What is being asked –
Please repeat the entries exactly as they appear and omit any images.

Input data –
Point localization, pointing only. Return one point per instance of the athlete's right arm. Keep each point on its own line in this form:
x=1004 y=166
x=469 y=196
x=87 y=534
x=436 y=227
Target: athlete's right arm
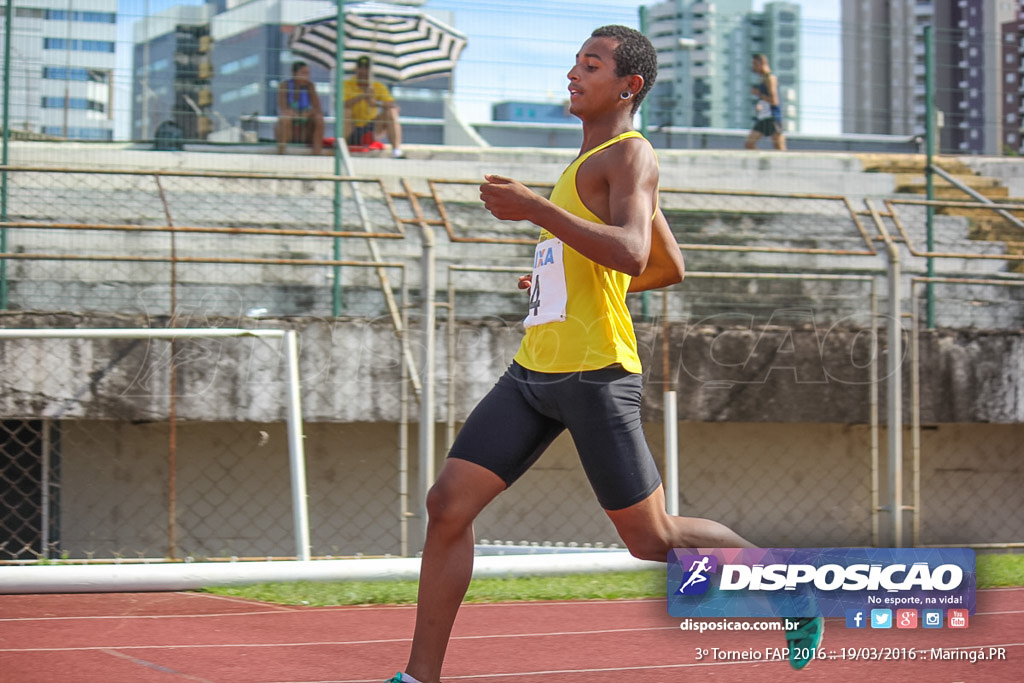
x=665 y=266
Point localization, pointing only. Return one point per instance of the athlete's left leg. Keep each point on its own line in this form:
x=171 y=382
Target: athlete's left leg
x=650 y=532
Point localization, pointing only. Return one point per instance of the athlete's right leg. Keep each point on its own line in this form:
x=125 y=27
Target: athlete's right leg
x=463 y=488
x=502 y=437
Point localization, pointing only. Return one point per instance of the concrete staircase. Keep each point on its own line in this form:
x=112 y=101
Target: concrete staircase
x=983 y=224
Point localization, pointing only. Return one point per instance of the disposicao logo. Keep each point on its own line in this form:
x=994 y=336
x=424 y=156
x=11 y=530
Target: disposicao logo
x=696 y=580
x=826 y=582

Task answer –
Point localization, pointing only. Return one point per instance of the athlete's right arm. Keep each point on its own line in this form:
x=1004 y=166
x=469 y=196
x=87 y=534
x=436 y=227
Target: athlete's right arm
x=665 y=266
Point localization, pointing only. Return one point per instance of the athlete's left leg. Keep each point on its own line in this form:
x=171 y=382
Target: athlete's left leg
x=650 y=532
Point localization, pointing only. Return one point per instance of the athlete's right leg. Keep each point on its own line in this form:
x=125 y=27
Target: athlete's right leg
x=463 y=488
x=502 y=437
Point localization, pointing only. Return one point per instance of the concrete staircase. Keep each point on its own line in this form:
x=112 y=101
Target: concrete staircase
x=983 y=224
Point localization, pointing only. Return one point per instance of the disposicao logo. Keep each point on its own line in this form:
x=994 y=336
x=424 y=156
x=11 y=530
Target: disposicao logo
x=696 y=580
x=826 y=582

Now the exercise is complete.